— Your goal —
Exact transcription, pictures omitted: reproduce the listing below.

— Task inputs —
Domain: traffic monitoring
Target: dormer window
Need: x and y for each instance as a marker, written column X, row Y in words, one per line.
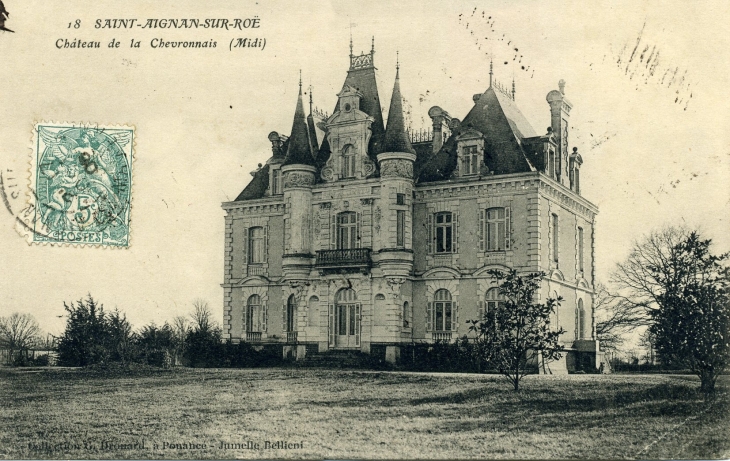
column 470, row 152
column 276, row 183
column 471, row 160
column 348, row 161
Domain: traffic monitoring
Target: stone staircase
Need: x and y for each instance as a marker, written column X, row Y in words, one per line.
column 338, row 359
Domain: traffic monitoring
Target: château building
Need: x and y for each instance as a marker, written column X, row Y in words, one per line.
column 356, row 234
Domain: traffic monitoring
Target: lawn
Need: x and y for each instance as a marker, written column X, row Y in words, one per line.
column 311, row 413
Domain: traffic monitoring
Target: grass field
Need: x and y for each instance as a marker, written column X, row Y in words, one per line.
column 57, row 413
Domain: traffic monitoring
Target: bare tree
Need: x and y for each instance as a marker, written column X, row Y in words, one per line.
column 640, row 286
column 18, row 332
column 202, row 317
column 614, row 317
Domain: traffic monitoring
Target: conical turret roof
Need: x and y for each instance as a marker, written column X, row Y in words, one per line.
column 396, row 138
column 299, row 151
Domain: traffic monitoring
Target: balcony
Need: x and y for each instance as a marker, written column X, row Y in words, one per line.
column 253, row 336
column 344, row 260
column 443, row 336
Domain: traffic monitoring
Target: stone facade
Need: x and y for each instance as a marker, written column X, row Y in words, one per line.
column 374, row 241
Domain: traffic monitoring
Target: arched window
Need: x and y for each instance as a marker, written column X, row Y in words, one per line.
column 347, row 230
column 254, row 320
column 580, row 321
column 313, row 311
column 256, row 241
column 493, row 299
column 291, row 314
column 348, row 161
column 347, row 312
column 443, row 310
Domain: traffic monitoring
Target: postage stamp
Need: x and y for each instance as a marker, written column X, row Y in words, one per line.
column 80, row 185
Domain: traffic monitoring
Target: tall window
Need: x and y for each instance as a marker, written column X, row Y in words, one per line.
column 347, row 230
column 493, row 299
column 256, row 241
column 580, row 332
column 254, row 319
column 400, row 228
column 471, row 160
column 443, row 309
column 276, row 182
column 291, row 314
column 580, row 249
column 495, row 229
column 444, row 232
column 348, row 162
column 555, row 237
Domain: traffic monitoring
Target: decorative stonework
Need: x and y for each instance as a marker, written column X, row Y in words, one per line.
column 298, row 179
column 396, row 168
column 368, row 167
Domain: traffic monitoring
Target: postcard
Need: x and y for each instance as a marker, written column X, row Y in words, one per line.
column 364, row 230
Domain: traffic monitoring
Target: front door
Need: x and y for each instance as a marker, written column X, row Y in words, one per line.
column 347, row 325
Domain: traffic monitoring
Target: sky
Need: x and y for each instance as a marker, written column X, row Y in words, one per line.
column 647, row 81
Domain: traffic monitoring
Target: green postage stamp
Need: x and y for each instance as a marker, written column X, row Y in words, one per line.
column 80, row 185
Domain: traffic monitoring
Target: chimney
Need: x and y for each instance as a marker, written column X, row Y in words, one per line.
column 440, row 119
column 560, row 124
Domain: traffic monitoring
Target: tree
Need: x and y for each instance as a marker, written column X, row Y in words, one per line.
column 18, row 333
column 681, row 290
column 637, row 280
column 203, row 343
column 614, row 317
column 692, row 324
column 517, row 332
column 86, row 338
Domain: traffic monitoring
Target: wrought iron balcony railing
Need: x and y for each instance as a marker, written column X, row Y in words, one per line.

— Exercise solution —
Domain: traffic monitoring
Target: dormer window
Need: x and y for each instance as a marker, written column X, row Y in words, one per line.
column 470, row 152
column 276, row 183
column 471, row 160
column 348, row 161
Domain: traffic monitoring
Target: stone staircase
Need: x and y for each instance as a marker, written column X, row Y in words, one per line.
column 338, row 359
Domain: traffic monitoring
Target: château building
Need: x and y for each instance as a marker, written column X, row Y in words, one per line.
column 356, row 234
Domain: traffic monitoring
Target: lawn
Need: x and y for each instance as a marker, written column X, row Y in words, one per line.
column 311, row 413
Domain: traffic monitoring
Target: grass field
Need: x and y for each instance as a marker, written column X, row Y in words, one per line.
column 57, row 413
Domain: traffic monitoring
Target: bare tree
Need: x and y for each instance as a marker, written column X, row Y in words, one per line.
column 640, row 286
column 18, row 332
column 202, row 317
column 614, row 317
Domain: traffic monitoring
Target: conical turret roof
Need: x and y for each instance as a marker, written column X, row Y in words, one per line.
column 396, row 138
column 299, row 151
Domain: traffic monitoring
Target: balcony
Need: x and y for each instance as a marker, written column X, row Y in words, one per line.
column 253, row 336
column 344, row 260
column 443, row 336
Domain: traffic monitoring
Target: stone facade
Need: x and y for each instance as a marker, written column X, row Y in words, one per line.
column 374, row 241
Domain: traffic monitoring
Target: arched window
Need: x and y for each instance as a marker, written column X, row Y in words, one per line.
column 347, row 230
column 254, row 320
column 580, row 321
column 313, row 311
column 256, row 241
column 493, row 299
column 291, row 314
column 348, row 161
column 347, row 312
column 443, row 310
Domain: traffic monitoring
Target: postage stamp
Need: x and y for each instance as a marker, written column X, row Y in words, one per line.
column 80, row 185
Domain: traffic monitoring
Target: tall window
Need: x and y for each instance as a marker, written column X, row Y in words, one per line.
column 347, row 230
column 493, row 299
column 256, row 241
column 580, row 332
column 254, row 319
column 400, row 228
column 471, row 160
column 443, row 309
column 276, row 182
column 291, row 314
column 580, row 249
column 495, row 229
column 444, row 232
column 348, row 162
column 555, row 237
Domain: traffic monitoring
Target: decorative stonework
Need: x and y for each instance as a marker, written column X, row Y in words, one per line.
column 298, row 179
column 396, row 168
column 368, row 167
Domain: traffic monitoring
Target: postcard
Need: x and y for each instance as a marker, written column X, row Y in words, one per line.
column 364, row 230
Domain: traffic monitoring
Target: front door
Need: x and y for each instance as a marker, written column X, row Y in words, one per line.
column 347, row 325
Domain: traffic monitoring
Target: sky
Need: x and y for each instance as a marker, written column X, row Y in words, one per line.
column 647, row 81
Domain: traffic monitoring
Target: green postage stamp
Need: x and y for each instance as a marker, written column X, row Y in words, one per line.
column 80, row 185
Domain: traffic monitoring
Target: chimney
Need: x and y for each instance as a marker, written column X, row Y in words, one per line.
column 440, row 119
column 560, row 124
Domain: traffic monitoring
Target: tree
Need: x and y for each instance as a marker, written column X, row Y in words, one per line.
column 18, row 333
column 681, row 290
column 637, row 280
column 203, row 343
column 614, row 317
column 692, row 324
column 517, row 332
column 86, row 338
Domain: traffic monitoring
Target: wrought iron balcony railing
Need: x and y for each instance as a marker, written column X, row Y in words, one per line.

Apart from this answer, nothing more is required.